Description of the task:
Condense the paragraph beginning "The galaxy distribution in the joint space" from the galaxy evolution passage below into a short bulleted list that keeps its main facts.

Excerpt to read:
*** Begin section ***

The galaxy distribution in the joint space of stellar mass and star formation rate (SFR) is observed to be bimodal, with distinct star-forming (high SFR) and quiescent (low SFR) populations across many orders of magnitude in stellar mass. The absence of a significant population of intermediate-stage galaxies implies that galaxies tend to cease star formation and become quiescent relatively rapidly, and the physical origins of this rapid quenching are an open question in the field of galaxy evolution.

Recent progress in cosmological simulations of dark matter structure evolution, as well as in statistical modeling of how galaxies inhabit dark matter halos, suggest a nuanced coevolutionary relationship between galaxies and the dark matter halos galaxies reside in (the "galaxy–halo connection"), in which the statistical galaxy content of a halo depends on more than halo mass. One class of these galaxy–halo connection models are those that incorporate galaxy assembly bias, a general term for the dependence of galaxy properties on halo properties other than mass. For example, distinct stellar-to-halo mass relations for star-forming and quiescent central galaxies is a form of galaxy assembly bias that could manifest as an anticorrelation of galaxy SFR with clustering amplitude, if the trend is independent of stellar (or halo) mass.

*** End section ***

Stored data:
*** Begin section ***

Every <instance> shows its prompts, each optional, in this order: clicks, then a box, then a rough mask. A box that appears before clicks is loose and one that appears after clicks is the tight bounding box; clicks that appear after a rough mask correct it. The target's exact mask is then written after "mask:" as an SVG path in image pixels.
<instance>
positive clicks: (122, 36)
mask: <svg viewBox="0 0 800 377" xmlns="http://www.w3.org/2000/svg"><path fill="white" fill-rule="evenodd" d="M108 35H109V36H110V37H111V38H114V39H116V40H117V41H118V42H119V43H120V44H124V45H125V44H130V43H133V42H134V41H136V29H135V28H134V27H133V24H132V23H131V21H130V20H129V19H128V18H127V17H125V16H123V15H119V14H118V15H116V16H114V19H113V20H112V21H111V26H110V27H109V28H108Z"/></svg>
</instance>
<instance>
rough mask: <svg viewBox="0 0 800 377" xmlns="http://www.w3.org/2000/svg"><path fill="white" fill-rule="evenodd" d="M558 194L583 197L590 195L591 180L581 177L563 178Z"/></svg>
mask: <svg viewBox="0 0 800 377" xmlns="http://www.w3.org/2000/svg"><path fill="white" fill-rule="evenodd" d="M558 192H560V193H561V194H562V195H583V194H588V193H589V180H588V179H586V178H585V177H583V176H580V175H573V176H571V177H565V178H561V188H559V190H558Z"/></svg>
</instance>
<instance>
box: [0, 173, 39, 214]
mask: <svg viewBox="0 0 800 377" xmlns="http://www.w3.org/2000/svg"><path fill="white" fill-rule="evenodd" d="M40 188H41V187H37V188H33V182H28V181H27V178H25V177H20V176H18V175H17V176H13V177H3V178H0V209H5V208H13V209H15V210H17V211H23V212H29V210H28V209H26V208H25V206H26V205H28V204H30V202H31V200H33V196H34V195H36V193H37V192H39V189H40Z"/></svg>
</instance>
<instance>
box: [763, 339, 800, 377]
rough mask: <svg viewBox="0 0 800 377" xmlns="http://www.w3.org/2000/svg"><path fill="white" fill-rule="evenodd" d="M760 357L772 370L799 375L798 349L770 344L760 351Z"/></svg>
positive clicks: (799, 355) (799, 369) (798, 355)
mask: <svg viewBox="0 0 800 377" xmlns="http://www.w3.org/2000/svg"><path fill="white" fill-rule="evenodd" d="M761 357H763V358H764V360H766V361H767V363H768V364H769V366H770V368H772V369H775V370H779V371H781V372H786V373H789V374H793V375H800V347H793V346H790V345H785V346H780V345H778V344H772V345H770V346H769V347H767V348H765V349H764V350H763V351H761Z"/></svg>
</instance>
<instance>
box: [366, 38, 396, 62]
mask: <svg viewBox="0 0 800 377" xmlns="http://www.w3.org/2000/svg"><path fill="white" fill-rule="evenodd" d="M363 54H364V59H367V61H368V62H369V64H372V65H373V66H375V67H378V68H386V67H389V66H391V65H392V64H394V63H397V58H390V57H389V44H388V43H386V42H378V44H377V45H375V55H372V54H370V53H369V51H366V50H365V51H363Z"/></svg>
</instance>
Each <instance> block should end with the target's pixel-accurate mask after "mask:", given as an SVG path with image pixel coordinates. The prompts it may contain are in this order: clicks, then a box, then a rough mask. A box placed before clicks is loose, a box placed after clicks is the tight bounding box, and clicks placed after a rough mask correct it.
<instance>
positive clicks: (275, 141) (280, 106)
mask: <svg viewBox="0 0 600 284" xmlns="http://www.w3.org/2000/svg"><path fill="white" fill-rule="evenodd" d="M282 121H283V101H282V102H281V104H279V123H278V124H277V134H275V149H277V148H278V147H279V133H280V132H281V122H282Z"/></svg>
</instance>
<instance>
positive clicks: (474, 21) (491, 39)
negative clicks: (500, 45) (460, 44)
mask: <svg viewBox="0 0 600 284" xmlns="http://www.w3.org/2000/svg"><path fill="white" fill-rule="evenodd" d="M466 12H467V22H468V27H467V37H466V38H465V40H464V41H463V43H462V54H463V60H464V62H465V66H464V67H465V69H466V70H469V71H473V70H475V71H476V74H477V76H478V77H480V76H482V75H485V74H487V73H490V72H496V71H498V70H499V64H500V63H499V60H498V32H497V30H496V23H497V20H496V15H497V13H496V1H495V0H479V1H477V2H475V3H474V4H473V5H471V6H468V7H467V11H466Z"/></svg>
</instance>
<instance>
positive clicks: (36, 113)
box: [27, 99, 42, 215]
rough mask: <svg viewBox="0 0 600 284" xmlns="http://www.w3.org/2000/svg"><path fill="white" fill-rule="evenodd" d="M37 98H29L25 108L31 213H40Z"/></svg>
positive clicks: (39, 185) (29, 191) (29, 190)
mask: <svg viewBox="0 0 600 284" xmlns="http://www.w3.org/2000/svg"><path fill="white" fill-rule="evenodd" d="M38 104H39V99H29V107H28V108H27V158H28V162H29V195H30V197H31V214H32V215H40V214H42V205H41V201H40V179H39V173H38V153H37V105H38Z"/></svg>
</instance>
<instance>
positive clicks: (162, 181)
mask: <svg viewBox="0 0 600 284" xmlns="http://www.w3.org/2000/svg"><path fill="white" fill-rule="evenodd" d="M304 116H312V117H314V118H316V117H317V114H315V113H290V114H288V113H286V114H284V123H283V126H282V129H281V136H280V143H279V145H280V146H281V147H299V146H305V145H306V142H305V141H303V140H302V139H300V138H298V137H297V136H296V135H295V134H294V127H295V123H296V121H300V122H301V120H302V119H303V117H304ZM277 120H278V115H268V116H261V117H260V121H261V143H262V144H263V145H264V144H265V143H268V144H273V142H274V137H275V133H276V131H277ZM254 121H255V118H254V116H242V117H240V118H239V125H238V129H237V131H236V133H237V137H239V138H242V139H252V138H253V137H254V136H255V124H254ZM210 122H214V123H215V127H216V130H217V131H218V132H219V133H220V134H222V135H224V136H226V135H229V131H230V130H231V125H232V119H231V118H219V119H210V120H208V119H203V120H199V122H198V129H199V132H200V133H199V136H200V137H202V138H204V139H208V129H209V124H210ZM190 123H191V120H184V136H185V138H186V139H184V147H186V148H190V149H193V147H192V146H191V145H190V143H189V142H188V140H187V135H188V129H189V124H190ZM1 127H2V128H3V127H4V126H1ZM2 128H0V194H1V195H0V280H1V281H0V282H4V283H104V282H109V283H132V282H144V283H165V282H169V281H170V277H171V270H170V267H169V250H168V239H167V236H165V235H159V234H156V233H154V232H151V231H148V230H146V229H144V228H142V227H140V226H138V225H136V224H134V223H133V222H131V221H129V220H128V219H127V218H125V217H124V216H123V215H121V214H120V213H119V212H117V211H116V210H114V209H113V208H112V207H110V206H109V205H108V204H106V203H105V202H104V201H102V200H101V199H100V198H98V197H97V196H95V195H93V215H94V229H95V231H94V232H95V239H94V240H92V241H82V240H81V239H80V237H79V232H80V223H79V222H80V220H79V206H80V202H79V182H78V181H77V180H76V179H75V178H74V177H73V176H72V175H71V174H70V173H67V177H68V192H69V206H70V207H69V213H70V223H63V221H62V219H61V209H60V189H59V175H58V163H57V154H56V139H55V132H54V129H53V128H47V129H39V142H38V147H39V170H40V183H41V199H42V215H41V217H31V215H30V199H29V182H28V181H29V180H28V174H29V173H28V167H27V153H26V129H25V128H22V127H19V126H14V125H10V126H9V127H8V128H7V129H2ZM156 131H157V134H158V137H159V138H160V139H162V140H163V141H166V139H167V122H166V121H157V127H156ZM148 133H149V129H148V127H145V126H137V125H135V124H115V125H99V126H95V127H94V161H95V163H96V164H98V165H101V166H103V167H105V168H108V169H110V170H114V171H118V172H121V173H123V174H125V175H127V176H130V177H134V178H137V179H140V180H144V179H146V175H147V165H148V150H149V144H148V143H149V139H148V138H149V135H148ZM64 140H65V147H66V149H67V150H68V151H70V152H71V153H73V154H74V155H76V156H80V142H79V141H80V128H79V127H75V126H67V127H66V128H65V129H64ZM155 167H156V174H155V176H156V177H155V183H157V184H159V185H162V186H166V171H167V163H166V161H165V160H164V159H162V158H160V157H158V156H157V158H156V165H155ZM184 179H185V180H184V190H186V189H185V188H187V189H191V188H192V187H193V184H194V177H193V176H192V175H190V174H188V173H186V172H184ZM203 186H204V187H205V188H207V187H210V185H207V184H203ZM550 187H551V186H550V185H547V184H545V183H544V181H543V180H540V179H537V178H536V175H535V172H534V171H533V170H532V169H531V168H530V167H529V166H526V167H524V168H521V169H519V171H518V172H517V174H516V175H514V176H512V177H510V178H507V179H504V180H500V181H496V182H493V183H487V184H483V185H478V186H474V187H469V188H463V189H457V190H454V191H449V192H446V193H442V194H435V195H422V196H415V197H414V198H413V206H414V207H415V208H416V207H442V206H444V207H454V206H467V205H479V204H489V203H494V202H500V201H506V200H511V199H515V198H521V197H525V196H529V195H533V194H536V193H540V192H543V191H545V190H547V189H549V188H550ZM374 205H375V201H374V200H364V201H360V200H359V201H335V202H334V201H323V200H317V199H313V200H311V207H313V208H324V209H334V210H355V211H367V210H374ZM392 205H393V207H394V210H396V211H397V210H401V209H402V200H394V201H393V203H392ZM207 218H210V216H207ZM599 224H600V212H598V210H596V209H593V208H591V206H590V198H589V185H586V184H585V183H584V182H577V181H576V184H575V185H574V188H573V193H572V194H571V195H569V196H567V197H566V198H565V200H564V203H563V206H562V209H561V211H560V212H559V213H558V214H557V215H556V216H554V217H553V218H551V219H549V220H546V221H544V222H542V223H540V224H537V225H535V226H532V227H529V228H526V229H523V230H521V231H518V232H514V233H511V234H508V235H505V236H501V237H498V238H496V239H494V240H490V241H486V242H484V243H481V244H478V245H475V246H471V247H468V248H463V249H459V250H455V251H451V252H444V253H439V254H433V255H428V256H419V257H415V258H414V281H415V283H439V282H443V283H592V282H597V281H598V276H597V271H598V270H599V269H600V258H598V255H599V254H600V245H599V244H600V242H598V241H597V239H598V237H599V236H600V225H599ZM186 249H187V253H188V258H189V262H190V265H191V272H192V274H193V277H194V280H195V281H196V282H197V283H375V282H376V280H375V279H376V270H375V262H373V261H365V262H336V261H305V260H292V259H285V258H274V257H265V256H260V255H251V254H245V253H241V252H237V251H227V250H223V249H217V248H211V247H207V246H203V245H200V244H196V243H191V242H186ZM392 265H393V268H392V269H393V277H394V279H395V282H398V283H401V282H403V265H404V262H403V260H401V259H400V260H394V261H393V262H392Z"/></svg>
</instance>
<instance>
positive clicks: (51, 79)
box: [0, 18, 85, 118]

*** End section ***

Solution to the exercise:
- In the joint space of stellar mass and star formation rate (SFR), galaxies split into two populations: star-forming (high SFR) and quiescent (low SFR).
- This bimodality holds across many orders of magnitude in stellar mass.
- There is no significant population of intermediate-stage galaxies, which implies that galaxies stop forming stars and become quiescent relatively rapidly.
- The physical origins of this rapid quenching are an open question in galaxy evolution.